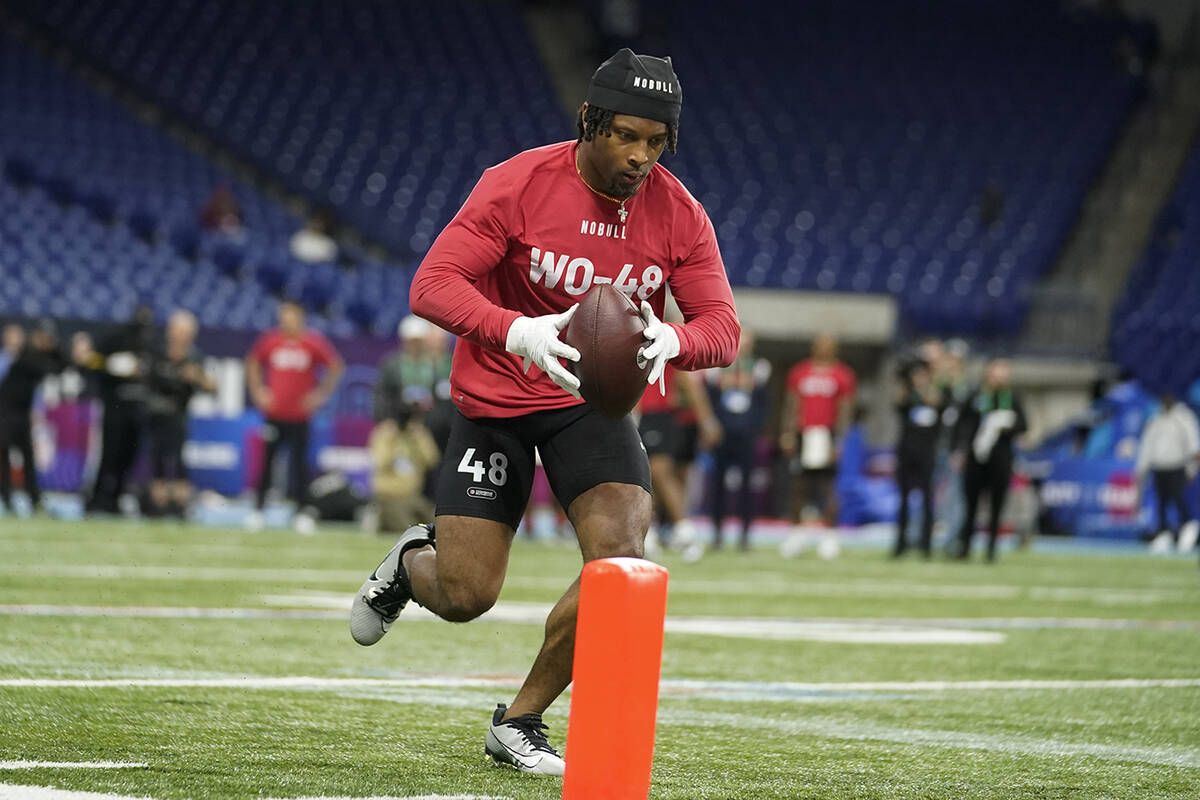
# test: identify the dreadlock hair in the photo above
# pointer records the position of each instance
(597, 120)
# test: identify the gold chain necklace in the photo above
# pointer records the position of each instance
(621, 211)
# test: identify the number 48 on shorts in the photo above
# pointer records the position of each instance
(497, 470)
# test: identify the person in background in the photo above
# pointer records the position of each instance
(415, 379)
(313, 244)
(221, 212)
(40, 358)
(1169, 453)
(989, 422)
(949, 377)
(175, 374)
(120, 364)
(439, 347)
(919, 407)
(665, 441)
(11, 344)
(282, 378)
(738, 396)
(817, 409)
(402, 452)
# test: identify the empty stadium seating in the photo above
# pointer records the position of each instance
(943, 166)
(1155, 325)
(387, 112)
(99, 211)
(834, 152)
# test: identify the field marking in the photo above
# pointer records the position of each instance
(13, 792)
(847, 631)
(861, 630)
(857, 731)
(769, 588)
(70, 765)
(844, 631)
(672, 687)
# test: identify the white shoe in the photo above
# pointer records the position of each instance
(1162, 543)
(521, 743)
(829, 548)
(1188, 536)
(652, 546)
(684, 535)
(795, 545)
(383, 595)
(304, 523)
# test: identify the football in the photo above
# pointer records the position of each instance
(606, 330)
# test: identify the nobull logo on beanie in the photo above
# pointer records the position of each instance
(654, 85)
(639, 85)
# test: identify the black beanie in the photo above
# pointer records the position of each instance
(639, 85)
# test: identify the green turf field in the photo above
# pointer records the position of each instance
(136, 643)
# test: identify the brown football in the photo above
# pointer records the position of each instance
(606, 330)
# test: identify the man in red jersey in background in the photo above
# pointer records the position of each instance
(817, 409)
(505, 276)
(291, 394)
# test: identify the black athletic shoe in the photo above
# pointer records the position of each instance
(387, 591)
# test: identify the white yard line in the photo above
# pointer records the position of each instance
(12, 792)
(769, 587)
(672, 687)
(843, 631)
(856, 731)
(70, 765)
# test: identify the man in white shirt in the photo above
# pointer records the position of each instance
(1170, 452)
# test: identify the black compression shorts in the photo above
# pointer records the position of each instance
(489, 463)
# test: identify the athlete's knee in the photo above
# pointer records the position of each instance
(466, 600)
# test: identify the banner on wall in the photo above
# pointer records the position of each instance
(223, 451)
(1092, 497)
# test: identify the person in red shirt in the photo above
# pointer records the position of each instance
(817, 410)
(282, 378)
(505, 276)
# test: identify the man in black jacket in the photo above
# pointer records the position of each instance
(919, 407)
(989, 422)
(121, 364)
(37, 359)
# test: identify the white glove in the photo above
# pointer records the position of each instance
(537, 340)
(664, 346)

...

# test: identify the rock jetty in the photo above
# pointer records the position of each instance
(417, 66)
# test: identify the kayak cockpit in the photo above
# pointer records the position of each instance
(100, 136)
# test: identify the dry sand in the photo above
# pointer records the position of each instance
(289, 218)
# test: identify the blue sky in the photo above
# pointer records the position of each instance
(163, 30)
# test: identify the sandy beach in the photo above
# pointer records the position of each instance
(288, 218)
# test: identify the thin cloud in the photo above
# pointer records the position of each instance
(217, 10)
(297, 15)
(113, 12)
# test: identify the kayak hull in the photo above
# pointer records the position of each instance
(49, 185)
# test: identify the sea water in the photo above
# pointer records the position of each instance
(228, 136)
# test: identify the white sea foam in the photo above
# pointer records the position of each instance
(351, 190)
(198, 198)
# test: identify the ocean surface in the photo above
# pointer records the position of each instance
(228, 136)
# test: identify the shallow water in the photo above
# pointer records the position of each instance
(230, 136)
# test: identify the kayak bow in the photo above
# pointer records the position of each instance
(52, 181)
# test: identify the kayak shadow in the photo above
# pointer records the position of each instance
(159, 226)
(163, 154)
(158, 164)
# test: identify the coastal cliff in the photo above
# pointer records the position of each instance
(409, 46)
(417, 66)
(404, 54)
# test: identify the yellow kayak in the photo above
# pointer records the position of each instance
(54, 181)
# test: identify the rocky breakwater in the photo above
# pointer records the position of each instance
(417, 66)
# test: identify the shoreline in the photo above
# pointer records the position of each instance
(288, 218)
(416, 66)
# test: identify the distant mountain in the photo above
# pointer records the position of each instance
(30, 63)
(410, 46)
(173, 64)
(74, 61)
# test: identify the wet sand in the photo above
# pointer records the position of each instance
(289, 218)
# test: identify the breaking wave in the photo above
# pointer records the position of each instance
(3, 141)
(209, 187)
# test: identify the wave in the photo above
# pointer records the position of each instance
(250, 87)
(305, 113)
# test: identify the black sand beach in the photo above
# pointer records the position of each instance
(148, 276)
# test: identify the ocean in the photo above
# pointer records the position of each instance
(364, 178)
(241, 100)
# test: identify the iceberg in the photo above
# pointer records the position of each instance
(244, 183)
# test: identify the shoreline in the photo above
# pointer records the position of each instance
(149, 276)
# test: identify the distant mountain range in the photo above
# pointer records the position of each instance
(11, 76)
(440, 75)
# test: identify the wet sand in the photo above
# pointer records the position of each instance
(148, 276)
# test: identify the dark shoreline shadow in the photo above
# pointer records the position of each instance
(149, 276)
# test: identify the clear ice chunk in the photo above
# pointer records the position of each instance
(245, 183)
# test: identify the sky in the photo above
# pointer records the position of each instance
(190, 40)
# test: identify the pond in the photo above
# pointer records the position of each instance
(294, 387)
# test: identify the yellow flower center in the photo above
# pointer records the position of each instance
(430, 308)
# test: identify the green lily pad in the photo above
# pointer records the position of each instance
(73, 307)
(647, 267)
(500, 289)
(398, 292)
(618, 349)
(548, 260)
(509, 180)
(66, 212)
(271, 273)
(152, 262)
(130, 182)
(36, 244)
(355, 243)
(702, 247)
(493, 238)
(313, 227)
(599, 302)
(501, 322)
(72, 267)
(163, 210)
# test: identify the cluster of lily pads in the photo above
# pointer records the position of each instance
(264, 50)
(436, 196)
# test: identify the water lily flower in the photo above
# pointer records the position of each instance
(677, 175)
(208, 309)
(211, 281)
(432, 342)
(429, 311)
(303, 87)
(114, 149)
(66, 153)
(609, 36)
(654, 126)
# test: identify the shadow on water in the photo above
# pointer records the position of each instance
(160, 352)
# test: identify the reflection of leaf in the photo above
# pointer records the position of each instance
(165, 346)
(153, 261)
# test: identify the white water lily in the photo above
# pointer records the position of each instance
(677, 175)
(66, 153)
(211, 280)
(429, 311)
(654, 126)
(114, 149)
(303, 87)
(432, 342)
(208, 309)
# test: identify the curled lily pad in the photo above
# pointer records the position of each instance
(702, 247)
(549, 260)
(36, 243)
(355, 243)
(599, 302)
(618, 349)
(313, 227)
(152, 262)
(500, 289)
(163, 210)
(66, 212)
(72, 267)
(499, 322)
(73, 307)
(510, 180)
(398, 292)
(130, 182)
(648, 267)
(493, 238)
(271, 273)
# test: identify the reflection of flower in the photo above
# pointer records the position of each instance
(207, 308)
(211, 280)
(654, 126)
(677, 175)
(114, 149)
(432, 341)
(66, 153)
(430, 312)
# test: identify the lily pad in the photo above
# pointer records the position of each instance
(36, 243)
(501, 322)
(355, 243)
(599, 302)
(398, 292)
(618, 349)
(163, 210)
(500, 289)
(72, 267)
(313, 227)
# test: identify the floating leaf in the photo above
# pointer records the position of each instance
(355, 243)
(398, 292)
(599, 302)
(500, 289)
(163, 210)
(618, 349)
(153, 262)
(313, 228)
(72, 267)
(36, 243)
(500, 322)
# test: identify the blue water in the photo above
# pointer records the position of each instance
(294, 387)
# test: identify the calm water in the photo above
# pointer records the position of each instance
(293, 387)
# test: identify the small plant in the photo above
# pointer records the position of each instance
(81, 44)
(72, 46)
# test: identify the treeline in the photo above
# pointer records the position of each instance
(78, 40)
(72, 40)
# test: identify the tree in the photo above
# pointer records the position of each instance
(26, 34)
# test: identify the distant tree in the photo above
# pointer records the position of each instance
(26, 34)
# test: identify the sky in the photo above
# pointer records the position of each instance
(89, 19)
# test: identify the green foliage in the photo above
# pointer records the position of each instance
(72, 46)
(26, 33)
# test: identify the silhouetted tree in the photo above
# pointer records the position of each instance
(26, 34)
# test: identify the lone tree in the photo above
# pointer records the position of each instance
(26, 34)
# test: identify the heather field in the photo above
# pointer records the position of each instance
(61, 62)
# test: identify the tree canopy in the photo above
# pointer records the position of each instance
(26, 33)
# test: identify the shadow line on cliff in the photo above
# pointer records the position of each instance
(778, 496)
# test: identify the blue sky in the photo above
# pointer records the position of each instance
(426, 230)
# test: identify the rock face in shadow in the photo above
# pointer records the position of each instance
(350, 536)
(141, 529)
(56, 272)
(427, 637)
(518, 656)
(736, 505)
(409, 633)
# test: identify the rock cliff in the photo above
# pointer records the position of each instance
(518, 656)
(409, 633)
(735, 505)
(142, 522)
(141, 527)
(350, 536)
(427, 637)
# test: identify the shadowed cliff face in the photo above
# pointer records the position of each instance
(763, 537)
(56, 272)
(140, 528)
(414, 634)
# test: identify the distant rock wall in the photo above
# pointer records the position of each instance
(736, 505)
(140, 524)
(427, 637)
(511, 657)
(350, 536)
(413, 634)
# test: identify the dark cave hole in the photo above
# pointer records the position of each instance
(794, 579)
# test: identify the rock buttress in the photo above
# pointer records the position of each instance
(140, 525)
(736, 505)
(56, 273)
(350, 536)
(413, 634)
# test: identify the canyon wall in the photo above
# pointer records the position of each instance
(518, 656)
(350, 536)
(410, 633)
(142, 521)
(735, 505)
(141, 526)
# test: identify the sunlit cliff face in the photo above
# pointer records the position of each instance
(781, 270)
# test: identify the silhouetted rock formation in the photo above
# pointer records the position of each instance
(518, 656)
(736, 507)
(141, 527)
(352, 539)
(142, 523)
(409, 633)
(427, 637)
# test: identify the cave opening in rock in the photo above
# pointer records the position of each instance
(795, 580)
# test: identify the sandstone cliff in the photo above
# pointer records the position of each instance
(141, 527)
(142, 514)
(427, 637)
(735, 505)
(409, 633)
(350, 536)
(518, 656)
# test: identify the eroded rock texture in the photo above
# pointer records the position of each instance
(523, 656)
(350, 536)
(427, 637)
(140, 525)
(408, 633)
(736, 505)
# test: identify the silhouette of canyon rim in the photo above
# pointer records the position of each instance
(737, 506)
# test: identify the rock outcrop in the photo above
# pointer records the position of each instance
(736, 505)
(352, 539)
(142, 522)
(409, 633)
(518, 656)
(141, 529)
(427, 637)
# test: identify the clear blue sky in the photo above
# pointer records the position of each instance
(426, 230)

== To do ==
From the records above, print only the lines between the one holding "# test: identify the rock jetty" and the one holding "# test: identify the rocky", inclusive, exactly as they stand.

== Answer to this exercise ==
# test: identify the rock jetty in the photo above
# pointer records the position of each instance
(417, 66)
# test: identify the kayak cockpit in the photo above
# pointer records the position of each instance
(100, 136)
# test: identify the dry sand in the photo above
# pointer records the position of each instance
(289, 218)
# test: identify the blue sky in the photo above
# pointer records the position of each instance
(163, 30)
# test: identify the sandy beach in the photo above
# pointer records the position of each instance
(288, 218)
# test: identify the thin cloud in the photo above
# pointer records the position of each instance
(217, 10)
(297, 15)
(113, 12)
# test: identify the kayak hull in the photo above
# pointer records the position of each instance
(49, 185)
# test: identify the sea water in the photo above
# pointer records the position of each instance
(228, 136)
# test: identify the white sea foam in the photo above
# pointer records the position of each instance
(351, 190)
(198, 198)
# test: identify the ocean surface in the photo above
# pointer records the position of each instance
(228, 136)
# test: identify the shallow water in the photo above
# pointer records the position of each instance
(230, 136)
# test: identify the kayak bow in the photo above
# pointer records the position of each instance
(52, 181)
# test: identify the kayak shadow in the photo above
# pointer records the position of each instance
(159, 226)
(163, 154)
(158, 164)
# test: identify the coastal cliff in the photo above
# pointer records the position of each instance
(409, 46)
(417, 66)
(404, 54)
# test: identify the yellow kayak in the photo above
# pointer records the position of each instance
(54, 181)
# test: identify the rocky breakwater in the photo above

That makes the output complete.